Task objective. Which of the lines below contain the word "ridge"? Show every one of them in full.

Listing.
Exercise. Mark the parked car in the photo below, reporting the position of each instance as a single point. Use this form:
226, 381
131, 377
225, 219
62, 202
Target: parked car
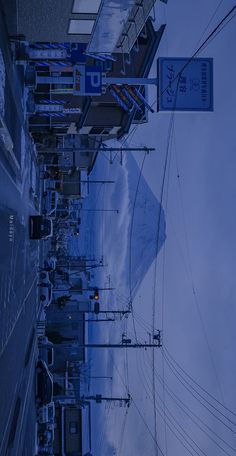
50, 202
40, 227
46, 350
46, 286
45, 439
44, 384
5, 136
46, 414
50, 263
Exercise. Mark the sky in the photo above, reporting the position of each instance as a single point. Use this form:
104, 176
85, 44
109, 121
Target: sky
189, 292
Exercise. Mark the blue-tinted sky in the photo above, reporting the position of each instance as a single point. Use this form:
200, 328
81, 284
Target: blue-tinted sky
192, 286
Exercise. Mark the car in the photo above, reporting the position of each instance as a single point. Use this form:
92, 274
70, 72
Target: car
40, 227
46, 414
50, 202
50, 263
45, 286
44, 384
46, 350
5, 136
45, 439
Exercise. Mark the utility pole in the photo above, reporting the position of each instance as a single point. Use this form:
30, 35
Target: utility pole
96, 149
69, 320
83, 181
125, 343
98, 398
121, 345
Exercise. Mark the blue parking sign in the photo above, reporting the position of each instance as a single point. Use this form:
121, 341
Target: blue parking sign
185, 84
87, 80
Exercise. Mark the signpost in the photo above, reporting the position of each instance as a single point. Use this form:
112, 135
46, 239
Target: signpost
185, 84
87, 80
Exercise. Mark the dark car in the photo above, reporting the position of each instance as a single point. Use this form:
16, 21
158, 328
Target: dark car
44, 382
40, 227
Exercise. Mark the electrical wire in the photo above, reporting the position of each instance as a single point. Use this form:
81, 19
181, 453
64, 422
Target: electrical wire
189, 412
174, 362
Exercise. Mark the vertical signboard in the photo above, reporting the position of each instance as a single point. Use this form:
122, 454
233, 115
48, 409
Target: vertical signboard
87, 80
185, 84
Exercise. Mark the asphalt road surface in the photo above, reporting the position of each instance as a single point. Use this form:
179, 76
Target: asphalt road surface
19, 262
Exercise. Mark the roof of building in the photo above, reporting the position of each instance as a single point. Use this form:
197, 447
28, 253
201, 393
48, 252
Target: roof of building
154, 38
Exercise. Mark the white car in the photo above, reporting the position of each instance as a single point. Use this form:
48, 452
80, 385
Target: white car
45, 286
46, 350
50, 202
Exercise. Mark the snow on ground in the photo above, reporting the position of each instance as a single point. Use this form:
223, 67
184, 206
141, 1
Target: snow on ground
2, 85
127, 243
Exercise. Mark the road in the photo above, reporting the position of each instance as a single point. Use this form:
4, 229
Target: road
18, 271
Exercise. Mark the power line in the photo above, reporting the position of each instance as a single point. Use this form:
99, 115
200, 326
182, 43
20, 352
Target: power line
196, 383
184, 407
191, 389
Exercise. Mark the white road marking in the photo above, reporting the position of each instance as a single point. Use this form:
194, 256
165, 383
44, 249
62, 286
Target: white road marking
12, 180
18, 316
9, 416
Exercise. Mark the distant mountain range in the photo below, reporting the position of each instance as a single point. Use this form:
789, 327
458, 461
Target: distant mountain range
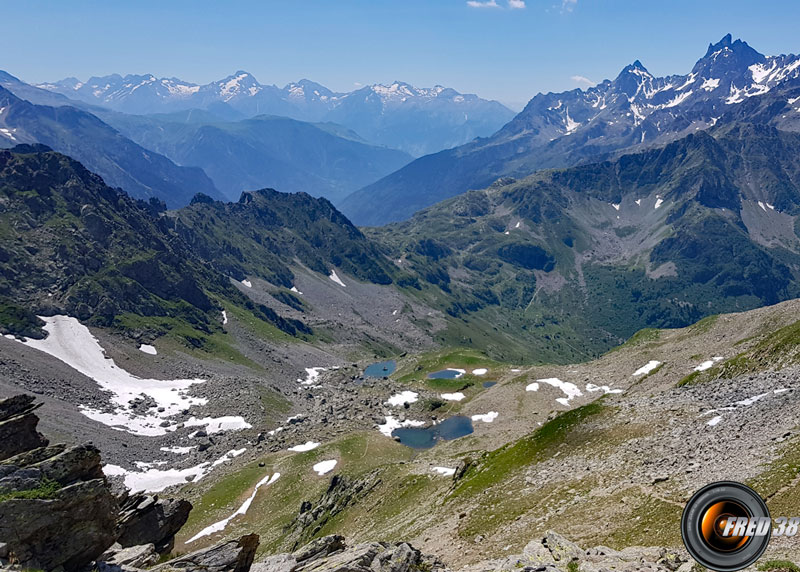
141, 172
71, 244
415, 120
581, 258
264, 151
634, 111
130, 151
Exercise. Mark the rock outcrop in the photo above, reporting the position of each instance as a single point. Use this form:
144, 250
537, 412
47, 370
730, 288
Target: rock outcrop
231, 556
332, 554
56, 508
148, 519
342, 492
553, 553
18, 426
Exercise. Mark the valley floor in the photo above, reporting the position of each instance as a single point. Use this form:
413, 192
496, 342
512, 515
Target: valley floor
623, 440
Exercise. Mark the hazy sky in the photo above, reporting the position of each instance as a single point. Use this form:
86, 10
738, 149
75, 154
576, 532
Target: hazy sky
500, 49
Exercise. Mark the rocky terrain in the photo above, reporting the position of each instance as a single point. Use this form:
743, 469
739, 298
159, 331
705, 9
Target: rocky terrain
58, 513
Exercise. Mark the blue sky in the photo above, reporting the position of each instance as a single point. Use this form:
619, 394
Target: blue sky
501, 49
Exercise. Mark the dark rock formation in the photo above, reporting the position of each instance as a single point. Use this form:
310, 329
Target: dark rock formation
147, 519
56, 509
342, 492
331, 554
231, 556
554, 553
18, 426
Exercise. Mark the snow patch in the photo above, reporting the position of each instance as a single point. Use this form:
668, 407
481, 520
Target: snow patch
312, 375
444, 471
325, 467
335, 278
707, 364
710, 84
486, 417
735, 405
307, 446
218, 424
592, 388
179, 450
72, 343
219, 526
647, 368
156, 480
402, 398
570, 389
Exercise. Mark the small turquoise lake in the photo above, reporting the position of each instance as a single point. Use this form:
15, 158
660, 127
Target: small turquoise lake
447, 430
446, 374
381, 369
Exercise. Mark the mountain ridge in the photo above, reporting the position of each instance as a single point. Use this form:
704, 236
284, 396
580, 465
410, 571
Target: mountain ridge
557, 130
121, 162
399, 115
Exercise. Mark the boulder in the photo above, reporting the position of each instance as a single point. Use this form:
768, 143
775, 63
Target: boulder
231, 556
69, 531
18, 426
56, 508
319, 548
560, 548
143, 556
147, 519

==

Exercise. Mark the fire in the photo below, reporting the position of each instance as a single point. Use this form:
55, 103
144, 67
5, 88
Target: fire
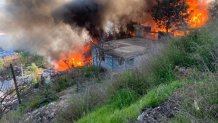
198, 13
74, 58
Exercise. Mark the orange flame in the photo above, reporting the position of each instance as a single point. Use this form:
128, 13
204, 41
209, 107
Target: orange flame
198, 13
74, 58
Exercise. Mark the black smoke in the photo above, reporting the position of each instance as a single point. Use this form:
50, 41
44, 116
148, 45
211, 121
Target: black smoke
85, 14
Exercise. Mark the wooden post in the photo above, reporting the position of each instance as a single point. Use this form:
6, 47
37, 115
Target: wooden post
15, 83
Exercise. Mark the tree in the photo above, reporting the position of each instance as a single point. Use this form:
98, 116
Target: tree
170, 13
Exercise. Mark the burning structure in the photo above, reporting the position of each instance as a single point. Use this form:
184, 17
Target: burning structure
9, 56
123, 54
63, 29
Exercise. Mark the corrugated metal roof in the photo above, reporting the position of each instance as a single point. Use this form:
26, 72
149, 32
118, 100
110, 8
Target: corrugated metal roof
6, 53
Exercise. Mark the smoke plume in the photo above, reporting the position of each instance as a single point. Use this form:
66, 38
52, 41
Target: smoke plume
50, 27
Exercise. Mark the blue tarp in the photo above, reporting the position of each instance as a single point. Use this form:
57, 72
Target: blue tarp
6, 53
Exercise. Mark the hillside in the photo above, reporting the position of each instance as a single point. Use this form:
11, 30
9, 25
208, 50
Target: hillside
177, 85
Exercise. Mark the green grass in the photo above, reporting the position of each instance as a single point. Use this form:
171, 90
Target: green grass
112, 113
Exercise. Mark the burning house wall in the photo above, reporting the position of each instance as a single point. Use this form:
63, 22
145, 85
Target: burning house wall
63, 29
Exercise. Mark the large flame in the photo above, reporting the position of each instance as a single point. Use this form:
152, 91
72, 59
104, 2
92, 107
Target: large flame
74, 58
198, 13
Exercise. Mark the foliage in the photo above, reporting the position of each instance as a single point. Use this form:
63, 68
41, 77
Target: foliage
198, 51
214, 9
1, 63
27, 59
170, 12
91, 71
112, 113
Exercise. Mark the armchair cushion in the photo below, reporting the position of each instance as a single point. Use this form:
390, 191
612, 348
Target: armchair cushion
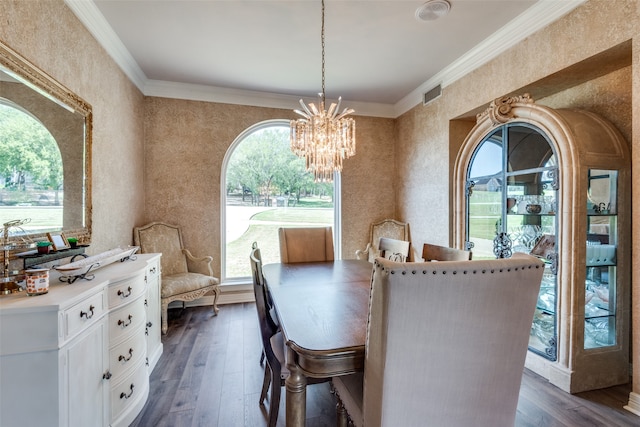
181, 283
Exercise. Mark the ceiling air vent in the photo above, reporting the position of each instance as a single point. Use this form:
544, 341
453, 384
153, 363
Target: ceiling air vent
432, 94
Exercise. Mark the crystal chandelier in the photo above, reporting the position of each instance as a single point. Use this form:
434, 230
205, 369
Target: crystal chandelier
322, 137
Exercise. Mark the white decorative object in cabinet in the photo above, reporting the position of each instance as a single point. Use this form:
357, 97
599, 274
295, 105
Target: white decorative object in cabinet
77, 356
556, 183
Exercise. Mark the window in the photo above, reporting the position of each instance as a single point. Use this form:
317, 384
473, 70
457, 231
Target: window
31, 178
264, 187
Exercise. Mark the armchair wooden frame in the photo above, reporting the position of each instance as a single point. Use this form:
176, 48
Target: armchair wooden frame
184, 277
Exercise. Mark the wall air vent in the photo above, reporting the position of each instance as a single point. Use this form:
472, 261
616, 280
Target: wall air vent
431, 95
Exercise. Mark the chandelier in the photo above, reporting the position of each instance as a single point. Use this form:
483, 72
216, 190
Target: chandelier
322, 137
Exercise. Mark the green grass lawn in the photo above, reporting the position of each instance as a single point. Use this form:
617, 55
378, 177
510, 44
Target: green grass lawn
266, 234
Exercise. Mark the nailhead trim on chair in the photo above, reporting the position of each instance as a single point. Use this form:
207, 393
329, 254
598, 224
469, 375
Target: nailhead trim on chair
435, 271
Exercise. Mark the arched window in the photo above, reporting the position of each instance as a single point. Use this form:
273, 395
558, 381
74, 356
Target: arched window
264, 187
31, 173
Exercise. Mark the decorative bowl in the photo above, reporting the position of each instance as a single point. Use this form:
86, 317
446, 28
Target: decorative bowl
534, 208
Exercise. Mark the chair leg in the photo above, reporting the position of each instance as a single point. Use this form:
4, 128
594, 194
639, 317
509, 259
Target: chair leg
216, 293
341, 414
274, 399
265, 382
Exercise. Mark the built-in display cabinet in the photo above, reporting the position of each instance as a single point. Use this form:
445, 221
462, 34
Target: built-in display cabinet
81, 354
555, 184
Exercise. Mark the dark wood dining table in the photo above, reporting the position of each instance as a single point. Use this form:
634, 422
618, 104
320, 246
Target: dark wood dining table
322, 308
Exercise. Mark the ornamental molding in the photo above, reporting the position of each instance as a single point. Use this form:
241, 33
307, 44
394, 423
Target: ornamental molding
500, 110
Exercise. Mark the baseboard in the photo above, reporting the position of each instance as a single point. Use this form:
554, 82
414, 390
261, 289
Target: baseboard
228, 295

Result.
Exercise. Mark the mountain ridge in the photo above, reporting the position of each instance as a single point. Use this form:
Target: mountain ridge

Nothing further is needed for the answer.